__KUTIPAN HALAMAN__.
■ ■ ■ ■ ■ ■ ■

Pernah dengar istilah rentenir ?
Ya, betul. Rentenir adalah sebutan kepada orang yang suka meminjamkan uang, dengan menerapkan anturan pembungaan yang ditentukan sepihak, sehingga menyebabkan orang yang punya utang tercekik, dan terkuras kekayaannya. Ada juga yang menyebutnya dengan istilah tengkulak.
Tapi, pernah terpikirkan gak, ada rentenir sosial yang jauh lebih bahaya, dibandingkan dengan rentenir finansial ?
Dalam tulisan ini, kita bisa sampaikan bahwa, renten uang, biasa dibayar. Andaipun, tidak dengan uang sendiri, bisa pinjam kepada saudara, untuk kemudian digunakan membayar utang yang dipinjam dari lembaga keuangan tidak resmi tadi. Jika, sudah mampu membayarnya, kendati pun, sumber dananya, dari mana-mana, maka selesailah sudah, ketergantungan kita kepada orang lain.
Kondisi ini, akan berbeda, dan sangat berbeda jauh, bila kita mendapatkan utang jasa, yang hasil kerja kerasnya itu, Anda rasakan sampai sekarang. Andai saja, hendak melupakannya, maka, kelakuan Anda akan dijadikan bahan cerita, sebagai sebuah cacat moral, sedangkan, bila Anda tetap pegang teguh, maka Anda akan terus terjebak pada utang tersebut.
Apa itu ?
"ya, itu tadi, utang jasa !!"
Seorang ibu menuturkan. Suaminya dulu, di masa jaya, pernah membantu meloloskan bawahannya untuk bisa menduduki jabatan tertentu. Sang bawahannya itu, dengan kerja keras dan pengorbanan yang tidak kecil, bulak balik, ke rumah sang Ibu tersebut tadi, untuk sekedar mendapat restu dari Bapaknya, dengan maksud bisa mendapat rekomendasi menduduki sebuah jabatan yang tengah di kompetisikan saat itu.
"dulu, dia suka bawa buah-buahan, sayuran segar dari kampung.." ungkap sang Ibu, "buanyak banget... dan tidak sekali...?" tuturnya, disuatu hari, "bahkan, kalau hari-hari tertentu, dia suka memberi angpao...?"
"terus..terus.....gimana?" tanyaku...
"itulah hidup..!" ungkapnya. Tidak seperti waktu butuhnya dulu. Tampak seperti mengemis-ngemis, memberi ini dan itu, dengan harapan untuk bisa mendapat rekomendasi ke sana atau ke situ. Sekarang ini, si Bapaknya sudah tidak ada, lama sudah tiada, orang yang dibantunya itu, kini sudah jadi pejabat, lupa kepada masa lalunya itu....

■ ■ ■ ■ ■ ■ ■

__PETUNJUK 1__.
Salin kembali kutipan halaman mulai dari "Pernah dengar istilah" sampai ke "dengan istilah tengkulak.", dan ganti "tengkulak" dengan "lintah darat".
__PETUNJUK 2__.
Menurut kutipan halaman, apa yang dulu sering dibawa sang bawahan dari kampung ke rumah sang Ibu?
Item yang disertakan tidak berhubungan dengan kutipan halaman ini.

__BAHAN YANG DIBERIKAN__.
■ ■ ■ ■ ■ ■ ■

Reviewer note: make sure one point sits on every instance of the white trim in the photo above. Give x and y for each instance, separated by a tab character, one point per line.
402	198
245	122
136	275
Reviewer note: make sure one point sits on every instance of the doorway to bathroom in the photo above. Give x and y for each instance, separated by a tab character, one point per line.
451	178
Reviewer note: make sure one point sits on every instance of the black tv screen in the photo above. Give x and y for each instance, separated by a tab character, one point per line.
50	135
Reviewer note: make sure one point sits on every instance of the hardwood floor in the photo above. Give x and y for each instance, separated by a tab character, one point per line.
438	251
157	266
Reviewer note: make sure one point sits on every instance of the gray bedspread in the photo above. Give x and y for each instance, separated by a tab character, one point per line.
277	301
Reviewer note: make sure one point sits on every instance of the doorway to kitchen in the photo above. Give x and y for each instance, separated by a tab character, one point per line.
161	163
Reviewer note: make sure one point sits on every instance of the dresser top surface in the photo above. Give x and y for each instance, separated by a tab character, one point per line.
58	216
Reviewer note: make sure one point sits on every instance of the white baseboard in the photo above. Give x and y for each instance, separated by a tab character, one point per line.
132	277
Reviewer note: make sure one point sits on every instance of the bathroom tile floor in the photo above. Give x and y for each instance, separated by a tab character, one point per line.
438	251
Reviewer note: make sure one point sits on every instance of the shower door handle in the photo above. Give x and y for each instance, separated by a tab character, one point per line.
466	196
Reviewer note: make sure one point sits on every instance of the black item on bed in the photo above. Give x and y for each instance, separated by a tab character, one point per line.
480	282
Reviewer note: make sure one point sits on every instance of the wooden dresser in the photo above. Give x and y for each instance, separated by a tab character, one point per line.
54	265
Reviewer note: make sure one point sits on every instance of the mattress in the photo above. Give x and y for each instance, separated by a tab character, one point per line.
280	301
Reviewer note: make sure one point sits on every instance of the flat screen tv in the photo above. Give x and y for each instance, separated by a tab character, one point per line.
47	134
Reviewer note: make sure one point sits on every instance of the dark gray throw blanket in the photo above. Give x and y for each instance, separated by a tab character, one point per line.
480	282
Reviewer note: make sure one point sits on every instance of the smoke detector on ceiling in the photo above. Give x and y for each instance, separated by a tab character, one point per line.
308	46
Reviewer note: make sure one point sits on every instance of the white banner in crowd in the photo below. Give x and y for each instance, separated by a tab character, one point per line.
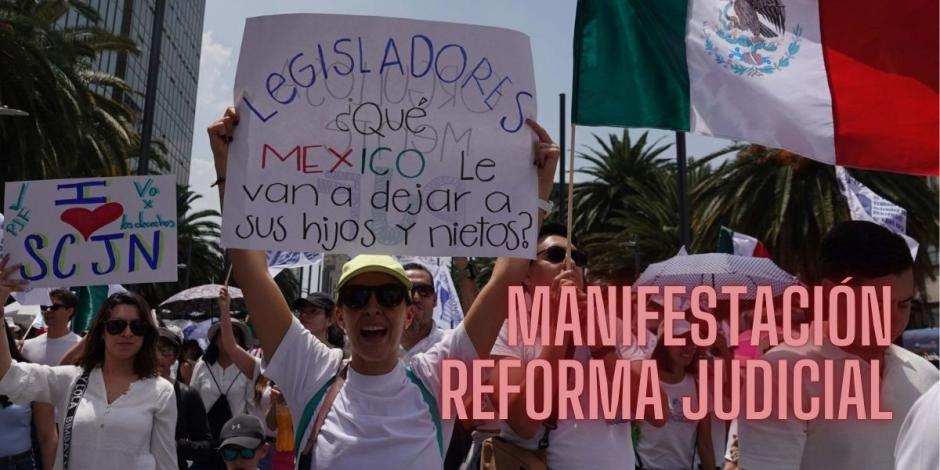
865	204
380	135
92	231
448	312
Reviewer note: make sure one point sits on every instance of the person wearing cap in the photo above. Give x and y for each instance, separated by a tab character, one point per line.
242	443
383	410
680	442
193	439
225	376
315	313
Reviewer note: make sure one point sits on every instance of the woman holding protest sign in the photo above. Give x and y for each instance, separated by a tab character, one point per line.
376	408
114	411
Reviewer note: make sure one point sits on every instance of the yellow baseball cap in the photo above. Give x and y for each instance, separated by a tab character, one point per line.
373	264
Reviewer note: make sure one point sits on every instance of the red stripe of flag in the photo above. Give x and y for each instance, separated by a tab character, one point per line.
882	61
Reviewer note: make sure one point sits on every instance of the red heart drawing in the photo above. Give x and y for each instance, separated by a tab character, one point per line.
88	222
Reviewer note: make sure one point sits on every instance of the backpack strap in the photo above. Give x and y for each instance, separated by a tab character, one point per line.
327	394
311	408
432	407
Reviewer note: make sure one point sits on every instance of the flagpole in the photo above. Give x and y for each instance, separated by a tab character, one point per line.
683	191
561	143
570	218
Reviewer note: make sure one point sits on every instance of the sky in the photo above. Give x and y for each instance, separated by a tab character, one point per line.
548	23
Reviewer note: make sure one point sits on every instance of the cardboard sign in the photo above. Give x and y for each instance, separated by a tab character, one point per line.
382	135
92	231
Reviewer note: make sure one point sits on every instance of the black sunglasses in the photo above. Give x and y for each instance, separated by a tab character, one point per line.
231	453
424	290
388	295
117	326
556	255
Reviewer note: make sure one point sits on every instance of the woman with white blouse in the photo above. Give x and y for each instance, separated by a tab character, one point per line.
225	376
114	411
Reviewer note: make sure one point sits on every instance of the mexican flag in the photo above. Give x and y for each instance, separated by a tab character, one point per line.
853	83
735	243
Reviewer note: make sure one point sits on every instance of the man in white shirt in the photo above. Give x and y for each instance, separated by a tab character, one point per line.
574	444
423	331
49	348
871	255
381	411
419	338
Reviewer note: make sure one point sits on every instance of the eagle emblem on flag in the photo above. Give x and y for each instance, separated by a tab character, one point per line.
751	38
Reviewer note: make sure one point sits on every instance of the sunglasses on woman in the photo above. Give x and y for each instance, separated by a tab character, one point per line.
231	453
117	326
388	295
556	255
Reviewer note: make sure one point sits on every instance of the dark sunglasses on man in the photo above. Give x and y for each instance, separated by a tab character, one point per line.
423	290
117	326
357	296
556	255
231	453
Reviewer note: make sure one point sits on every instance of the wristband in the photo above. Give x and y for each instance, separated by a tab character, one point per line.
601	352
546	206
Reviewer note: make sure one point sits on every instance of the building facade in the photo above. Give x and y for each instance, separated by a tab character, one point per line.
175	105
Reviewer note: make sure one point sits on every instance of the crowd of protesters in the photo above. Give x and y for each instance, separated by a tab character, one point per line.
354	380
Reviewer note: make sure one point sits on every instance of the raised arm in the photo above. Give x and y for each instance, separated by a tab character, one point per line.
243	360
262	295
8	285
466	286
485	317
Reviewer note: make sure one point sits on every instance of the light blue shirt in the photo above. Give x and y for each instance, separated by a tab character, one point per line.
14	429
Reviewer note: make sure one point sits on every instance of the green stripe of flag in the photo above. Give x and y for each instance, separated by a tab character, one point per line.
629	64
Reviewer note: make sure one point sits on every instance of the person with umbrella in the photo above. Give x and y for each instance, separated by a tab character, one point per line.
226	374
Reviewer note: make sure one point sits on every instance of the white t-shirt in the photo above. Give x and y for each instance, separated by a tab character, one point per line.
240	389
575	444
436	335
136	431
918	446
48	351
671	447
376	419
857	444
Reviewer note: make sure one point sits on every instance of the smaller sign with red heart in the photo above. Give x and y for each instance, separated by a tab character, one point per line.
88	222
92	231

■ ■ ■ ■ ■ ■ ■

__JAWABAN BENAR 1__.
Pernah dengar istilah rentenir ?
Ya, betul. Rentenir adalah sebutan kepada orang yang suka meminjamkan uang, dengan menerapkan anturan pembungaan yang ditentukan sepihak, sehingga menyebabkan orang yang punya utang tercekik, dan terkuras kekayaannya. Ada juga yang menyebutnya dengan istilah lintah darat.

__JAWABAN BENAR 2__.
Buah-buahan dan sayuran segar.